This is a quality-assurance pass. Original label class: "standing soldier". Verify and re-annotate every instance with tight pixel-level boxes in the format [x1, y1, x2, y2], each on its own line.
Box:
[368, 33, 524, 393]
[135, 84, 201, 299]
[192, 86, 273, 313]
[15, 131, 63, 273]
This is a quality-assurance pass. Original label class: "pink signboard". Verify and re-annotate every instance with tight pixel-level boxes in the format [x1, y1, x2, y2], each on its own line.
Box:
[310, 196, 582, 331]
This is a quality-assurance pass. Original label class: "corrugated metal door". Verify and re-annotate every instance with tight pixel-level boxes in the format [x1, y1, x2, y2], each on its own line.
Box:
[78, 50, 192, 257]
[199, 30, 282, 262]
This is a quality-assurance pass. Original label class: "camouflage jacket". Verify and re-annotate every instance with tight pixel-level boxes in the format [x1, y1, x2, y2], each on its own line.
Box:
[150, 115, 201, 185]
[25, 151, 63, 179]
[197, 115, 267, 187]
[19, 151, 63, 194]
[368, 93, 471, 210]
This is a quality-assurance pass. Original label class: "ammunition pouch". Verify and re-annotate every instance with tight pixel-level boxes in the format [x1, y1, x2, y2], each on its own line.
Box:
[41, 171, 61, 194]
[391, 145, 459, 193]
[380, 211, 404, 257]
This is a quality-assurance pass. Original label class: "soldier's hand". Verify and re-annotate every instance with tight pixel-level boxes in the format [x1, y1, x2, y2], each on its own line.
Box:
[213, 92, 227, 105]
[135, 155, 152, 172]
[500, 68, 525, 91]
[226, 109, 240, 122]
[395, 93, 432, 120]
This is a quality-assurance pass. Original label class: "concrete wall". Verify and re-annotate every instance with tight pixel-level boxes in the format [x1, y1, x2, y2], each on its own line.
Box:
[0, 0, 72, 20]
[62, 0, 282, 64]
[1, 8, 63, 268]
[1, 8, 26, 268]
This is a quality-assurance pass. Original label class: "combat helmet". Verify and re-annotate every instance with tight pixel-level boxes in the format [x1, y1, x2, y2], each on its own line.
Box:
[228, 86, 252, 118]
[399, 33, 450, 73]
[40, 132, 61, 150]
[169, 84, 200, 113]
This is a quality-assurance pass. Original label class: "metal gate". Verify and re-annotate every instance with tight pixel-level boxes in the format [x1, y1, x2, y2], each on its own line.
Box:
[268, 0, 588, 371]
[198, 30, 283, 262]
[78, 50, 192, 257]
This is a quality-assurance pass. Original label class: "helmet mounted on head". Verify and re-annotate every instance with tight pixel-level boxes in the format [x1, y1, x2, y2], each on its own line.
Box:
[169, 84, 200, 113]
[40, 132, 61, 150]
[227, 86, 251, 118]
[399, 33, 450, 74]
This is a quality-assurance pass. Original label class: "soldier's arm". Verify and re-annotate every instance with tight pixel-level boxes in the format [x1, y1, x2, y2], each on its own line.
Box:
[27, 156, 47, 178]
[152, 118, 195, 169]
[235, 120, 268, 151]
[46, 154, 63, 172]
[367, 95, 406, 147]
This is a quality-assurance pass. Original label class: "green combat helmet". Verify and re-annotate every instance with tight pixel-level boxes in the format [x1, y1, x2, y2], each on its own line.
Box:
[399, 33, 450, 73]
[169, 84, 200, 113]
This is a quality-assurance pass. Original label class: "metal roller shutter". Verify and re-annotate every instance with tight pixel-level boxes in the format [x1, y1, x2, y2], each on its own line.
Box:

★ ★ ★ ★ ★ ★ ★

* **TASK TO CARRY OUT**
Write the listing out again, exactly as shown above.

* **FINISHED EXERCISE**
This is a quality-assurance pass. Original label class: "standing soldier". Verify and re-annotate every instance with tight pixel-level boxes in the format [x1, y1, x2, y2], each on its own line.
Box:
[368, 33, 524, 393]
[135, 84, 201, 299]
[192, 86, 273, 313]
[15, 131, 63, 273]
This is a quality-assurance pass. Original label class: "pink signboard". Verify and re-annotate every instance with tight pixel-level boxes in the format [x1, y1, x2, y2], each on its own line.
Box:
[310, 196, 582, 331]
This is a quality-assurance pass. Original label class: "corrugated metal door". Verify and re-annotate every instance with tight pixel-level boxes in the format [x1, y1, x2, y2], each on its own line.
Box:
[78, 50, 192, 257]
[199, 30, 282, 262]
This is a quality-assurance pass. Original label class: "camouflage jacket". Verify and re-annotate every instance with tight pixel-level boxes in the format [x1, y1, x2, y2], each on its own line.
Box:
[150, 115, 201, 185]
[25, 151, 63, 179]
[197, 115, 267, 187]
[19, 151, 63, 194]
[368, 93, 471, 210]
This is a quality-assurance pass. Original label class: "ammunition pouch". Verify and re-annotate every instance with tight pixel-level boxes in the format [x1, y1, x2, y2], each on its own line.
Box:
[41, 171, 61, 194]
[391, 145, 459, 193]
[380, 211, 404, 257]
This is a quality-assurance pass. Original label class: "soldier's hand". Verify and re-annotate every instance with tight pixel-level boxes in the format [x1, y1, x2, y2], each on its own line.
Box:
[213, 92, 227, 105]
[135, 155, 152, 172]
[500, 68, 525, 91]
[226, 109, 240, 122]
[395, 93, 432, 120]
This is a quality-assurance pass. Original label class: "concrete wall". Verify and re-annotate every instance with tight pixel-level boxes in the format [x1, y1, x2, y2], each on its own line.
Box:
[0, 0, 72, 20]
[62, 0, 282, 64]
[1, 8, 63, 268]
[1, 8, 26, 268]
This is a quality-assurance pass. Original label class: "combat helmet". Verify and re-annotate every instance with tight pixel-level boxes in the format [x1, y1, x2, y2], each on its own line.
Box:
[228, 86, 252, 118]
[399, 33, 450, 73]
[40, 132, 61, 150]
[169, 84, 200, 113]
This is a quality-assurance pass. Original label class: "metal gate". Verify and re-annotate every instance with tight pixel-level boxes in the format [x1, y1, x2, y2], each on its own line.
Box:
[268, 0, 588, 371]
[198, 30, 283, 262]
[78, 50, 192, 257]
This is a quality-assurance pass. Original label class: "helmet mounted on head". Verify and re-annotate every instance with tight pixel-level boxes in the format [x1, y1, x2, y2], each on its own line.
Box:
[169, 84, 200, 113]
[40, 132, 61, 150]
[227, 86, 251, 118]
[399, 33, 450, 74]
This is a quality-assurance pass. Original label class: "soldier's arm". Verify and re-annotate every instance with tight pixel-level boxes in the format [x1, y1, x2, y2], each on its own line.
Box:
[27, 156, 47, 178]
[152, 118, 195, 169]
[235, 120, 268, 151]
[46, 154, 63, 172]
[367, 95, 406, 147]
This is a quality-assurance pass. Original label class: "green combat helmet". Verify and re-annotate every instance with tight pixel-level boxes in the format [x1, y1, x2, y2], each on its own line.
Box:
[399, 33, 450, 73]
[169, 84, 200, 113]
This is a quality-assurance pass. Original label class: "metal roller shutter". Verify and re-annotate every instance with tight pixel-level boxes in the format [x1, y1, x2, y2], each on its own line.
Box:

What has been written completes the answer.